━━ Given records ━━
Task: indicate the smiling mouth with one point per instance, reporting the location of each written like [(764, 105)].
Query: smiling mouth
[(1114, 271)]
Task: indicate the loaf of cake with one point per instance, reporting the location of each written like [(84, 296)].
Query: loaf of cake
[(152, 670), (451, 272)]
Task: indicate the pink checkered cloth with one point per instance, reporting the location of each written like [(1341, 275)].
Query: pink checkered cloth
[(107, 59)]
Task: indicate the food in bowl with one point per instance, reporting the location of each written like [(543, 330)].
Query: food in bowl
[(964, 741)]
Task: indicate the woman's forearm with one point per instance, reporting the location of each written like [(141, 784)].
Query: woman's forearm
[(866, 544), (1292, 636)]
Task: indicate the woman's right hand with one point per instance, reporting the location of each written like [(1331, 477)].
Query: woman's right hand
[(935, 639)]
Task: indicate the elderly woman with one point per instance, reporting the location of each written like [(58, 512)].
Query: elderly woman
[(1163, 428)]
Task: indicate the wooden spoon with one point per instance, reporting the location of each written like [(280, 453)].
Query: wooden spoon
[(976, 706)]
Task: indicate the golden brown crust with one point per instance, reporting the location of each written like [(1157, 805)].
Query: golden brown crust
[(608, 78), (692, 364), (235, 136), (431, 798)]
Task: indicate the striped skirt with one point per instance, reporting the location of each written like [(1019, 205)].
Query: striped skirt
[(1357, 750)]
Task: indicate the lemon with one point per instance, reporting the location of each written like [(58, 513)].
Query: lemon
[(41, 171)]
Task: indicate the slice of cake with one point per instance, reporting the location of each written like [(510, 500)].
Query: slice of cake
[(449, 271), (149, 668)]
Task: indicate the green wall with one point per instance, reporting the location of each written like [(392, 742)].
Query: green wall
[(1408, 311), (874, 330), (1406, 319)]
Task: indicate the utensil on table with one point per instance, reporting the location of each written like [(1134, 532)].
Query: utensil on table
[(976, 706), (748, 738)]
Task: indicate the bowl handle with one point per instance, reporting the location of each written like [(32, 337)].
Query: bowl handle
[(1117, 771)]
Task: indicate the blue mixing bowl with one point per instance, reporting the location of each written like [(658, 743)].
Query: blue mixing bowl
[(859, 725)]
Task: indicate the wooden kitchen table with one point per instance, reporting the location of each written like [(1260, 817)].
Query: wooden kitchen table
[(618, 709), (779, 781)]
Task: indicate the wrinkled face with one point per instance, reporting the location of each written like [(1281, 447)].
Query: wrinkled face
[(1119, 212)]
━━━
(Assigned task) Print the listing above in its entirety, with every line exact.

(Reply to the exercise)
Task: indicate the smiling mouth with one point per instance, reporting the location of each written like [(764, 105)].
Query: smiling mouth
[(1114, 271)]
Task: indicate the loaf of cake with one point per instance, reporting the location of each written like [(84, 296)].
Query: loaf of cake
[(152, 670), (451, 272)]
Task: indicate the pink checkered cloth with one point per instance, reporting the location of each written like [(1341, 275)].
Query: pink checkered cloth
[(107, 59)]
Task: indicate the food in bowl with one point per instance, reporting the location of each written like [(543, 330)].
Query: food in bowl
[(964, 741)]
Task: indicate the woman's forearm with one point per instance, reporting the location of each written like [(141, 784)].
Query: woman's forearm
[(866, 544), (1292, 636)]
Task: indicate the woman's right hand with one point per instance, reporting the location of each written like [(1331, 477)].
Query: woman's right hand
[(935, 639)]
Task: indicate the elderly woman with one point per instance, reporting the location of each written like [(58, 512)].
Query: elderly woman
[(1163, 428)]
Task: indicate the wooden spoon with one point per instance, reporting the location of each written like [(280, 453)].
Query: wooden spoon
[(976, 706)]
Task: indicate the golden brown crust with one point per instance, reporting the location of each written like [(1157, 805)].
Query: golden brown crust
[(608, 78), (692, 364), (235, 136), (431, 798)]
Task: indicate the striped skirt with one point per instance, reporting the location of each written like [(1019, 205)].
Query: striped skirt
[(1357, 750)]
Task: indicate the lemon with one point per instance, reporting the location of each written like [(58, 513)].
Query: lemon
[(41, 171)]
Task: indicate the slice of cake with one point per instance, reporting the location of each written like [(510, 500)].
Query: slice of cake
[(449, 271), (149, 668)]
Task: indicate the green wall with one point per instance, reporting the location of each written like [(392, 742)].
Query: green wall
[(1408, 311), (874, 330), (1406, 319)]
Task: indicate the utensil on table with one point per instance, reporting the location of each written like [(1134, 532)].
Query: utensil on table
[(976, 706), (748, 738)]
Task: indicate the bowl handle with one point per instance, reporting the location of each written like [(32, 337)].
Query: bowl handle
[(1117, 771)]
Task: indicate the blue mixing bowl with one point per instance, reporting the location of each written like [(658, 743)].
Query: blue mixing bowl
[(859, 725)]
Task: indicate the wooden kitchen table with one point per instance, reporting the location of each written like [(1260, 817)].
Query: wooden kitchen table
[(618, 709), (779, 781)]
Task: indicate the wrinkled face with one point per instance, reporting the location of each written like [(1281, 447)].
Query: wrinkled face
[(1119, 212)]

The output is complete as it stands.